[Extracted data Boundary: Start]

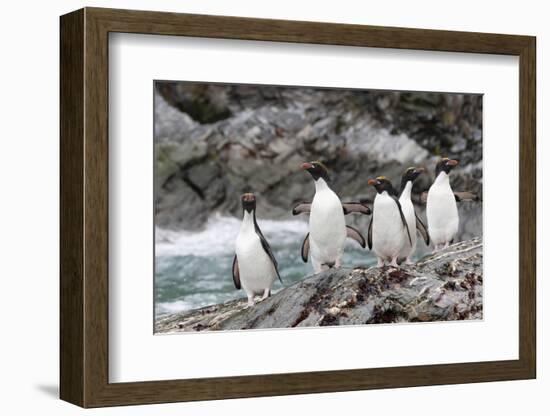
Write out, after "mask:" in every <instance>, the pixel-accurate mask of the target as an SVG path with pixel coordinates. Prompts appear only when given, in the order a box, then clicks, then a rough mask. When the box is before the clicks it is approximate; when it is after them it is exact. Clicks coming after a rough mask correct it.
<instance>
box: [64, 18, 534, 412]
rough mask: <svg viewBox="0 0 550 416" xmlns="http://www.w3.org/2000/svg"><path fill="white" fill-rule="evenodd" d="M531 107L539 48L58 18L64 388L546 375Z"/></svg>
mask: <svg viewBox="0 0 550 416" xmlns="http://www.w3.org/2000/svg"><path fill="white" fill-rule="evenodd" d="M153 35H154V36H153ZM535 104H536V97H535V38H533V37H529V36H517V35H499V34H485V33H466V32H451V31H434V30H422V29H404V28H389V27H373V26H361V25H342V24H327V23H314V22H296V21H282V20H265V19H251V18H240V17H226V16H204V15H188V14H175V13H159V12H146V11H128V10H113V9H98V8H85V9H82V10H78V11H75V12H73V13H70V14H68V15H65V16H62V17H61V276H60V277H61V305H60V323H61V334H60V341H61V351H60V358H61V368H60V371H61V388H60V395H61V398H62V399H64V400H67V401H69V402H71V403H75V404H77V405H80V406H83V407H100V406H111V405H126V404H145V403H162V402H175V401H189V400H211V399H222V398H236V397H256V396H266V395H285V394H300V393H316V392H335V391H349V390H360V389H374V388H391V387H408V386H420V385H435V384H452V383H469V382H483V381H499V380H514V379H527V378H534V377H535V375H536V350H535V345H536V334H535V310H536V307H535V306H536V305H535V298H536V296H535V294H536V292H535V282H536V275H535V244H536V235H535V225H536V211H535V200H536V192H535V190H536V187H535V182H536V175H535V160H536V149H535Z"/></svg>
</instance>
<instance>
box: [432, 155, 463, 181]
mask: <svg viewBox="0 0 550 416" xmlns="http://www.w3.org/2000/svg"><path fill="white" fill-rule="evenodd" d="M456 165H458V160H456V159H449V158H448V157H444V158H443V159H441V160H440V161H439V162H437V165H435V177H436V178H437V176H438V175H439V174H440V173H441V172H445V173H446V174H449V172H450V171H451V170H453V169H454V167H455V166H456Z"/></svg>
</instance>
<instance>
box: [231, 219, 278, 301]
mask: <svg viewBox="0 0 550 416" xmlns="http://www.w3.org/2000/svg"><path fill="white" fill-rule="evenodd" d="M235 252H236V254H237V260H238V262H239V275H240V279H241V285H242V287H243V289H244V290H245V292H247V293H253V294H257V295H259V294H262V293H263V291H264V290H265V289H269V288H271V286H272V284H273V282H274V281H275V279H276V277H277V274H276V272H275V267H274V266H273V263H272V262H271V259H270V258H269V256H268V255H267V253H266V252H265V250H264V249H263V247H262V243H261V241H260V237H259V236H258V234H256V231H255V229H254V226H253V225H252V226H251V227H246V226H243V227H241V230H240V232H239V235H238V236H237V243H236V247H235Z"/></svg>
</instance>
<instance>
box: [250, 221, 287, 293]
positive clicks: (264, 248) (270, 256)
mask: <svg viewBox="0 0 550 416" xmlns="http://www.w3.org/2000/svg"><path fill="white" fill-rule="evenodd" d="M254 227H255V229H256V234H257V235H258V237H259V238H260V242H261V243H262V247H263V249H264V251H265V252H266V254H267V255H268V256H269V258H270V259H271V262H272V263H273V267H274V268H275V273H277V277H278V278H279V280H280V281H281V283H283V279H281V275H280V274H279V267H278V264H277V260H276V259H275V256H274V255H273V251H271V247H270V246H269V243H268V242H267V240H266V239H265V237H264V235H263V234H262V230H260V227H259V226H258V223H257V222H256V215H254Z"/></svg>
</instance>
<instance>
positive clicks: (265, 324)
mask: <svg viewBox="0 0 550 416" xmlns="http://www.w3.org/2000/svg"><path fill="white" fill-rule="evenodd" d="M482 256H483V244H482V240H481V238H474V239H471V240H468V241H464V242H460V243H456V244H454V245H452V246H450V247H449V248H447V249H445V250H442V251H440V252H438V253H435V254H430V255H428V256H426V257H423V258H422V259H420V260H419V261H418V262H416V263H415V264H412V265H403V266H402V267H400V268H399V269H396V268H391V267H385V268H377V267H371V268H368V269H365V268H355V269H345V268H342V269H336V270H328V271H325V272H322V273H319V274H316V275H313V276H311V277H307V278H305V279H304V280H303V281H301V282H299V283H296V284H294V285H292V286H290V287H286V288H285V289H283V290H281V291H279V292H278V293H276V294H275V295H273V296H271V297H270V298H268V299H266V300H264V301H261V302H258V303H257V304H256V305H254V306H253V307H250V308H247V306H246V299H245V298H243V299H238V300H234V301H230V302H226V303H223V304H220V305H212V306H208V307H205V308H201V309H198V310H194V311H190V312H184V313H178V314H174V315H169V316H166V317H164V318H161V319H159V320H158V321H157V322H156V324H155V332H156V333H178V332H189V331H191V332H196V331H212V330H238V329H260V328H293V327H306V326H335V325H364V324H376V323H393V322H429V321H453V320H465V319H482V317H483V303H482V294H483V269H482V264H483V261H482V260H483V257H482Z"/></svg>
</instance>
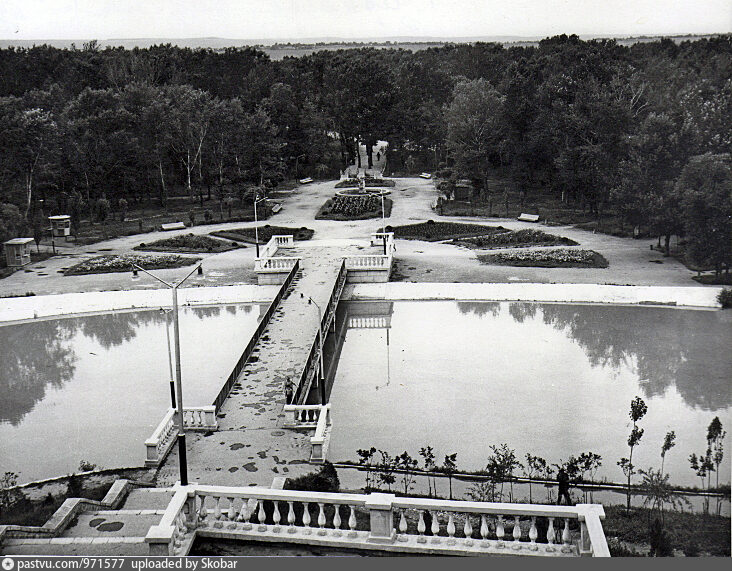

[Extracted data Boundary: End]

- [Required action] Render every one of the rows above as a JSON list of strings, one string per line, with blank lines left out. Leave out the pictures.

- [Final answer]
[
  "Write out, after \"mask:\" in every <instance>, the pixel-accurate mask of the target as an SVG path with pixel coordinates. Prompts appear only when given, in the order a box, then clicks, then a rough mask. When the box is before the clicks it is approximate; when it is after them it is exact. Clicks coming after a rough mask correct it.",
  "<instance>",
  "box: [64, 18, 534, 412]",
  "rough mask: <svg viewBox=\"0 0 550 416\" xmlns=\"http://www.w3.org/2000/svg\"><path fill=\"white\" fill-rule=\"evenodd\" d=\"M531 107L539 48L58 18L64 388L546 375Z\"/></svg>",
  "mask: <svg viewBox=\"0 0 550 416\" xmlns=\"http://www.w3.org/2000/svg\"><path fill=\"white\" fill-rule=\"evenodd\" d=\"M153 35H154V36H153ZM535 104H536V97H535V38H533V37H529V36H517V35H499V34H485V33H466V32H451V31H434V30H422V29H404V28H389V27H373V26H361V25H342V24H327V23H314V22H296V21H282V20H265V19H251V18H240V17H226V16H204V15H188V14H175V13H159V12H146V11H128V10H113V9H98V8H85V9H82V10H78V11H75V12H73V13H70V14H68V15H65V16H62V17H61V276H60V277H61V305H60V323H61V334H60V341H61V351H60V358H61V368H60V371H61V388H60V395H61V398H62V399H64V400H67V401H69V402H71V403H75V404H77V405H80V406H83V407H100V406H111V405H126V404H145V403H162V402H175V401H189V400H211V399H222V398H236V397H256V396H266V395H285V394H300V393H316V392H335V391H349V390H360V389H374V388H391V387H408V386H420V385H435V384H452V383H469V382H483V381H499V380H514V379H527V378H534V377H535V375H536V350H535V345H536V334H535V310H536V307H535V306H536V305H535V298H536V296H535V294H536V292H535V282H536V275H535V244H536V235H535V225H536V211H535V200H536V192H535V190H536V187H535V182H536V175H535V160H536V149H535Z\"/></svg>",
  "</instance>",
  "<instance>",
  "box: [432, 155, 463, 181]",
  "mask: <svg viewBox=\"0 0 550 416\" xmlns=\"http://www.w3.org/2000/svg\"><path fill=\"white\" fill-rule=\"evenodd\" d=\"M456 165H458V160H456V159H449V158H448V157H444V158H443V159H441V160H440V161H439V162H437V165H435V177H436V178H437V176H438V175H439V174H440V173H441V172H445V173H446V174H449V172H450V171H451V170H453V169H454V167H455V166H456Z\"/></svg>",
  "</instance>",
  "<instance>",
  "box: [231, 219, 278, 301]",
  "mask: <svg viewBox=\"0 0 550 416\" xmlns=\"http://www.w3.org/2000/svg\"><path fill=\"white\" fill-rule=\"evenodd\" d=\"M235 252H236V254H237V260H238V262H239V275H240V279H241V285H242V287H243V289H244V290H245V292H247V293H253V294H257V295H259V294H262V293H263V291H264V290H265V289H269V288H271V286H272V284H273V282H274V281H275V279H276V277H277V274H276V272H275V267H274V266H273V263H272V262H271V259H270V258H269V256H268V255H267V253H266V252H265V250H264V249H263V247H262V243H261V241H260V237H259V236H258V234H256V231H255V229H254V226H253V225H252V226H251V227H246V226H243V227H241V230H240V232H239V235H238V236H237V243H236V247H235Z\"/></svg>",
  "</instance>",
  "<instance>",
  "box: [250, 221, 287, 293]",
  "positive clicks: (264, 248) (270, 256)",
  "mask: <svg viewBox=\"0 0 550 416\" xmlns=\"http://www.w3.org/2000/svg\"><path fill=\"white\" fill-rule=\"evenodd\" d=\"M254 227H255V229H256V234H257V235H258V237H259V238H260V242H261V243H262V247H263V249H264V251H265V252H266V254H267V255H268V256H269V258H270V259H271V262H272V263H273V267H274V268H275V273H277V277H278V278H279V280H280V281H281V283H283V279H281V275H280V274H279V267H278V264H277V260H276V259H275V256H274V255H273V251H271V247H270V246H269V243H268V242H267V240H266V239H265V237H264V235H263V234H262V230H260V227H259V226H258V223H257V222H256V215H254Z\"/></svg>",
  "</instance>",
  "<instance>",
  "positive clicks: (265, 324)",
  "mask: <svg viewBox=\"0 0 550 416\" xmlns=\"http://www.w3.org/2000/svg\"><path fill=\"white\" fill-rule=\"evenodd\" d=\"M482 256H483V244H482V240H481V238H474V239H471V240H468V241H464V242H460V243H456V244H454V245H452V246H450V247H449V248H447V249H445V250H442V251H440V252H438V253H435V254H430V255H428V256H426V257H423V258H422V259H420V260H419V261H418V262H416V263H415V264H412V265H403V266H402V267H400V268H399V269H396V268H391V267H385V268H377V267H371V268H368V269H365V268H355V269H345V268H342V269H336V270H328V271H325V272H322V273H319V274H316V275H313V276H311V277H307V278H305V279H304V280H303V281H301V282H299V283H296V284H294V285H292V286H290V287H286V288H285V289H283V290H281V291H279V292H278V293H276V294H275V295H273V296H271V297H270V298H268V299H266V300H264V301H261V302H258V303H257V304H256V305H254V306H253V307H250V308H247V306H246V299H245V298H243V299H238V300H234V301H230V302H226V303H223V304H220V305H212V306H208V307H205V308H201V309H198V310H194V311H190V312H184V313H178V314H174V315H169V316H166V317H164V318H161V319H159V320H158V321H157V322H156V324H155V332H156V333H178V332H189V331H191V332H196V331H212V330H238V329H260V328H293V327H306V326H335V325H364V324H376V323H393V322H429V321H453V320H465V319H482V317H483V303H482V294H483V269H482V264H483V261H482V260H483V257H482Z\"/></svg>",
  "</instance>"
]